_TASK DETAILS_
Repeat the records below verbatim.
______________________________
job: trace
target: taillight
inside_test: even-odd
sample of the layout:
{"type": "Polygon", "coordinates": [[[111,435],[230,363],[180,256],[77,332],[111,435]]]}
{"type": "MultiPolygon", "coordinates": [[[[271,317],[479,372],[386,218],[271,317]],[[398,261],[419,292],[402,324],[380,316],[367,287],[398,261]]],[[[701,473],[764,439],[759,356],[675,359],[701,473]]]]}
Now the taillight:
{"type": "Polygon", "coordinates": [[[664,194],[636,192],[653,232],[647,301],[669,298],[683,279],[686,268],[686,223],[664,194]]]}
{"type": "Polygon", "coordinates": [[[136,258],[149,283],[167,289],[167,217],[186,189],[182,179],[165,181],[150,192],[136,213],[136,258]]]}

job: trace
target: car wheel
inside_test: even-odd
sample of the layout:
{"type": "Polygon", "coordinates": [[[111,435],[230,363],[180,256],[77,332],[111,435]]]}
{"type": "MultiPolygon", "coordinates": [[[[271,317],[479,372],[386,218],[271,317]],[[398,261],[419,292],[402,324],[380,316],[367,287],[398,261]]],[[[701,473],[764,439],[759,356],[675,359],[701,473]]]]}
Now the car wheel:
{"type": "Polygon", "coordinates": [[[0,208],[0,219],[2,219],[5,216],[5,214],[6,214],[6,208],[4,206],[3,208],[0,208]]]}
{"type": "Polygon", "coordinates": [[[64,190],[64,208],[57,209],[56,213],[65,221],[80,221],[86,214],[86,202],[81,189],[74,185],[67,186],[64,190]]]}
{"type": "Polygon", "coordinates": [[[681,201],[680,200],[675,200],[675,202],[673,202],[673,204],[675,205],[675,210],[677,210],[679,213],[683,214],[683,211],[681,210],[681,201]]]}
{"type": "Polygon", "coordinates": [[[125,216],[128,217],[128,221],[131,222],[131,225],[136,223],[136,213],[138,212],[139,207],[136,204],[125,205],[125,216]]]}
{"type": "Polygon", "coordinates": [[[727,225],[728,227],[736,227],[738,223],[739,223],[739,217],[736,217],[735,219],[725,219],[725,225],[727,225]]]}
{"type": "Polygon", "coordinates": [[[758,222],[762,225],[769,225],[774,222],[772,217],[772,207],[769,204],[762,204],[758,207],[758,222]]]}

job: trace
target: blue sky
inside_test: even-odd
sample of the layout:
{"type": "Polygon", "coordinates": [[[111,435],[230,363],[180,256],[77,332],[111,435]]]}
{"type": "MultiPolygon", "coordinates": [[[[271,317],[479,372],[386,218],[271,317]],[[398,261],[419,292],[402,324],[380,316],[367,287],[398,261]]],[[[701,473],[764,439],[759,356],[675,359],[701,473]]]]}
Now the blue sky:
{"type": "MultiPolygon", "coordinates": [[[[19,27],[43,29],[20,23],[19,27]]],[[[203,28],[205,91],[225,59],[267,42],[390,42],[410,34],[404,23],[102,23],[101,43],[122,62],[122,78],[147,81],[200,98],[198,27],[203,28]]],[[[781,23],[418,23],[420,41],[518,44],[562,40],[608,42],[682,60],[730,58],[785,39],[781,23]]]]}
______________________________
_SOLVED PROBLEM_
job: trace
target: taillight
inside_test: even-odd
sample of the layout:
{"type": "Polygon", "coordinates": [[[111,435],[230,363],[180,256],[77,332],[111,435]]]}
{"type": "MultiPolygon", "coordinates": [[[[271,317],[479,372],[386,218],[271,317]],[[398,261],[419,292],[402,324],[380,316],[367,287],[398,261]]],[[[701,473],[764,439],[759,356],[675,359],[701,473]]]]}
Now the taillight:
{"type": "Polygon", "coordinates": [[[664,194],[636,192],[653,232],[647,301],[669,298],[683,279],[686,268],[686,223],[664,194]]]}
{"type": "Polygon", "coordinates": [[[136,258],[149,283],[167,289],[167,217],[186,189],[182,179],[165,181],[150,192],[136,213],[136,258]]]}

job: trace
target: car wheel
inside_test: even-odd
sample of the layout:
{"type": "Polygon", "coordinates": [[[111,435],[230,363],[180,256],[77,332],[111,435]]]}
{"type": "MultiPolygon", "coordinates": [[[[271,317],[479,372],[386,218],[271,317]],[[398,261],[419,292],[402,324],[380,316],[367,287],[398,261]]],[[[701,473],[764,439],[759,356],[675,359],[701,473]]]]}
Now the car wheel:
{"type": "Polygon", "coordinates": [[[0,208],[0,219],[2,219],[5,216],[5,214],[6,214],[6,208],[4,206],[3,208],[0,208]]]}
{"type": "Polygon", "coordinates": [[[64,190],[64,208],[57,209],[56,213],[65,221],[80,221],[86,214],[86,202],[81,189],[74,185],[67,186],[64,190]]]}
{"type": "Polygon", "coordinates": [[[681,201],[680,200],[675,200],[675,202],[673,202],[673,204],[675,205],[675,210],[677,210],[679,213],[683,214],[683,211],[681,210],[681,201]]]}
{"type": "Polygon", "coordinates": [[[125,216],[128,217],[128,221],[131,222],[131,225],[136,223],[136,213],[138,212],[139,207],[136,204],[125,205],[125,216]]]}
{"type": "Polygon", "coordinates": [[[727,225],[728,227],[736,227],[738,223],[739,223],[739,217],[736,217],[735,219],[725,219],[725,225],[727,225]]]}
{"type": "Polygon", "coordinates": [[[758,222],[762,225],[769,225],[774,222],[772,217],[772,207],[769,204],[762,204],[758,207],[758,222]]]}

job: trace
target: blue sky
inside_test: even-odd
sample of the layout:
{"type": "Polygon", "coordinates": [[[111,435],[230,363],[180,256],[77,332],[111,435]]]}
{"type": "MultiPolygon", "coordinates": [[[[271,317],[479,372],[386,218],[271,317]],[[398,261],[419,292],[402,324],[380,316],[367,287],[398,261]]],[[[701,473],[764,439],[759,356],[675,359],[701,473]]]]}
Now the blue sky:
{"type": "MultiPolygon", "coordinates": [[[[19,27],[43,29],[20,23],[19,27]]],[[[203,28],[205,91],[225,59],[267,42],[390,42],[410,34],[404,23],[102,23],[101,43],[122,62],[122,78],[147,81],[200,98],[198,27],[203,28]]],[[[781,23],[418,23],[420,41],[518,44],[562,40],[608,42],[682,60],[730,58],[785,39],[781,23]]]]}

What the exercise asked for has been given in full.